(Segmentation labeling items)

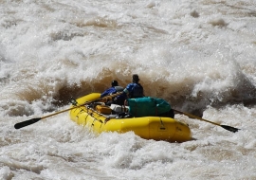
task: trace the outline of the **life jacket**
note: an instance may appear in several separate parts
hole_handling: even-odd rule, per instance
[[[132,92],[129,94],[130,99],[137,99],[144,97],[143,87],[140,83],[134,83],[134,87],[132,88]]]

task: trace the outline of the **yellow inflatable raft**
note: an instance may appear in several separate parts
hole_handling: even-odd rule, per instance
[[[171,117],[121,117],[113,115],[109,106],[86,103],[99,99],[100,93],[92,93],[76,99],[77,104],[70,110],[70,118],[80,125],[86,126],[97,134],[101,132],[126,133],[133,131],[145,139],[184,142],[192,139],[187,124]],[[87,104],[82,105],[82,104]],[[78,108],[75,108],[78,106]],[[112,111],[113,112],[113,111]]]

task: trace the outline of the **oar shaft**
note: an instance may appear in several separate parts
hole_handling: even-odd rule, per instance
[[[83,104],[82,105],[79,105],[79,106],[74,106],[74,107],[71,107],[71,108],[68,108],[68,109],[65,109],[65,110],[62,110],[62,111],[59,111],[59,112],[56,112],[54,114],[51,114],[51,115],[47,115],[46,117],[37,117],[37,118],[32,118],[32,119],[29,119],[29,120],[25,120],[23,122],[19,122],[19,123],[16,123],[14,125],[14,128],[15,129],[20,129],[20,128],[23,128],[25,126],[28,126],[30,124],[34,124],[36,122],[38,122],[39,120],[43,119],[43,118],[46,118],[46,117],[52,117],[52,116],[55,116],[55,115],[59,115],[61,113],[64,113],[64,112],[66,112],[66,111],[70,111],[72,109],[76,109],[76,108],[79,108],[79,107],[82,107],[82,106],[84,106],[86,104],[90,104],[90,103],[93,103],[93,102],[96,102],[96,101],[99,101],[99,100],[102,100],[102,99],[108,99],[110,98],[113,98],[113,97],[117,97],[119,95],[120,95],[122,92],[119,92],[119,93],[116,93],[116,94],[113,94],[113,95],[110,95],[110,96],[106,96],[106,97],[103,97],[103,98],[101,98],[101,99],[98,99],[96,100],[92,100],[92,101],[87,101],[87,102],[84,102]]]

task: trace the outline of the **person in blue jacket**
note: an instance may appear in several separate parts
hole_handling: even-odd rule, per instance
[[[111,87],[106,89],[103,93],[101,93],[101,98],[116,94],[117,92],[121,92],[123,87],[119,86],[118,81],[114,80],[111,81]]]
[[[129,83],[125,89],[123,90],[122,94],[118,96],[114,99],[114,103],[123,105],[124,100],[129,99],[137,99],[144,97],[144,90],[140,83],[138,83],[139,78],[137,74],[133,75],[133,82]]]

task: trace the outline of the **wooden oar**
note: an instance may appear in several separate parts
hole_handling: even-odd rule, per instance
[[[175,110],[175,109],[173,109],[173,110],[175,111],[175,112],[177,112],[177,113],[186,115],[186,116],[188,116],[188,117],[190,117],[197,118],[197,119],[199,119],[199,120],[203,120],[203,121],[206,121],[206,122],[214,124],[214,125],[216,125],[216,126],[220,126],[220,127],[222,127],[222,128],[224,128],[224,129],[226,129],[226,130],[228,130],[228,131],[229,131],[229,132],[236,133],[236,132],[238,132],[238,130],[240,130],[240,129],[237,129],[237,128],[234,128],[234,127],[231,127],[231,126],[221,125],[221,124],[218,124],[218,123],[216,123],[216,122],[211,122],[211,121],[210,121],[210,120],[207,120],[207,119],[201,118],[201,117],[195,117],[195,116],[193,116],[193,115],[191,115],[191,114],[188,114],[188,113],[184,113],[184,112],[181,112],[181,111],[178,111],[178,110]]]
[[[51,115],[47,115],[46,117],[37,117],[37,118],[31,118],[29,120],[25,120],[25,121],[22,121],[22,122],[19,122],[19,123],[16,123],[14,125],[14,128],[15,129],[20,129],[20,128],[23,128],[23,127],[26,127],[26,126],[28,126],[30,124],[33,124],[33,123],[36,123],[38,122],[39,120],[42,120],[44,118],[46,118],[46,117],[52,117],[52,116],[55,116],[55,115],[59,115],[61,113],[64,113],[64,112],[66,112],[66,111],[70,111],[72,109],[76,109],[76,108],[79,108],[79,107],[82,107],[82,106],[84,106],[86,104],[90,104],[90,103],[93,103],[93,102],[96,102],[96,101],[99,101],[99,100],[102,100],[102,99],[111,99],[113,97],[117,97],[118,95],[120,95],[122,92],[119,92],[119,93],[116,93],[116,94],[113,94],[113,95],[110,95],[110,96],[106,96],[106,97],[103,97],[103,98],[101,98],[101,99],[98,99],[96,100],[92,100],[92,101],[87,101],[82,105],[79,105],[79,106],[75,106],[75,107],[71,107],[69,109],[65,109],[65,110],[63,110],[63,111],[59,111],[57,113],[54,113],[54,114],[51,114]]]

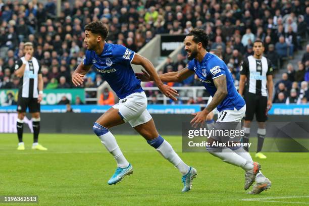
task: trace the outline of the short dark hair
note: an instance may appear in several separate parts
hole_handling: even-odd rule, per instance
[[[208,46],[209,36],[203,30],[194,29],[187,35],[188,36],[193,36],[193,41],[196,43],[201,42],[204,48],[206,49]]]
[[[254,45],[254,43],[256,43],[256,42],[262,43],[262,46],[263,46],[263,47],[264,47],[264,43],[263,42],[263,41],[262,41],[262,40],[259,40],[259,39],[258,39],[258,40],[255,40],[254,41],[254,42],[253,42],[253,45]]]
[[[99,20],[93,21],[87,24],[85,26],[85,30],[90,31],[94,34],[100,34],[104,39],[106,39],[109,35],[108,27]]]

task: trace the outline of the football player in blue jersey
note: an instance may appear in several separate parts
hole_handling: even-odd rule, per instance
[[[166,96],[176,99],[177,91],[162,83],[149,60],[123,45],[107,43],[105,39],[108,30],[102,22],[91,22],[86,25],[85,30],[84,42],[88,50],[83,61],[72,74],[73,83],[75,86],[82,84],[84,75],[93,65],[119,98],[119,103],[100,117],[93,127],[93,132],[117,163],[116,172],[108,183],[115,184],[133,173],[132,165],[109,131],[112,127],[129,122],[149,144],[179,170],[184,183],[182,191],[189,191],[197,175],[196,170],[185,164],[157,131],[153,120],[146,109],[147,97],[140,86],[140,80],[135,77],[130,64],[141,65]]]
[[[246,111],[245,101],[235,88],[226,65],[217,56],[206,50],[209,39],[208,35],[203,30],[192,30],[184,40],[185,50],[190,60],[188,66],[178,72],[160,74],[159,77],[164,82],[181,82],[195,73],[203,83],[213,99],[203,110],[192,114],[194,118],[191,123],[193,126],[203,123],[208,114],[216,108],[219,113],[217,123],[234,122],[240,124]],[[143,81],[152,80],[151,76],[143,70],[142,73],[137,73],[136,75]],[[220,141],[212,137],[209,139],[209,142]],[[259,194],[270,187],[270,181],[260,171],[260,164],[253,162],[250,154],[242,147],[208,146],[207,150],[224,162],[244,170],[245,190],[248,189],[255,181],[256,183],[249,193]]]

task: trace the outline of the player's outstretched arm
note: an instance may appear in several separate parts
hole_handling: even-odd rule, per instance
[[[27,61],[30,60],[31,58],[31,55],[27,53],[25,55],[24,61],[23,61],[22,62],[22,61],[20,60],[19,61],[20,62],[20,63],[17,62],[17,64],[16,65],[18,65],[18,66],[20,67],[17,70],[15,70],[15,75],[16,75],[18,77],[21,78],[23,76],[24,76],[24,73],[25,73],[25,69],[26,69],[26,64],[27,63]]]
[[[172,87],[164,84],[163,82],[162,82],[158,73],[156,72],[156,69],[150,61],[138,54],[135,53],[135,55],[131,63],[137,65],[141,65],[149,74],[149,78],[150,79],[154,81],[158,87],[165,95],[172,99],[177,100],[175,96],[178,95],[177,91]],[[145,71],[143,71],[143,72],[145,72]]]
[[[84,65],[83,61],[72,75],[72,82],[76,86],[79,86],[84,82],[84,76],[87,74],[92,65]]]
[[[143,72],[142,73],[135,73],[137,78],[140,79],[142,81],[153,80],[144,70],[142,70],[142,72]],[[186,67],[178,72],[170,72],[160,74],[159,77],[163,82],[181,82],[194,73],[193,71]]]

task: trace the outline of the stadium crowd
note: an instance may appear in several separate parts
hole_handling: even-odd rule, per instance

*What this task involves*
Reproduce verbatim everything from the line containing "task: trace the outline of the stadium crowd" down to the final line of the records above.

*Problem solution*
task: trace the outline of the stadium crowd
note: an instance may appear in several separate parts
hole_handling: even-odd rule, per instance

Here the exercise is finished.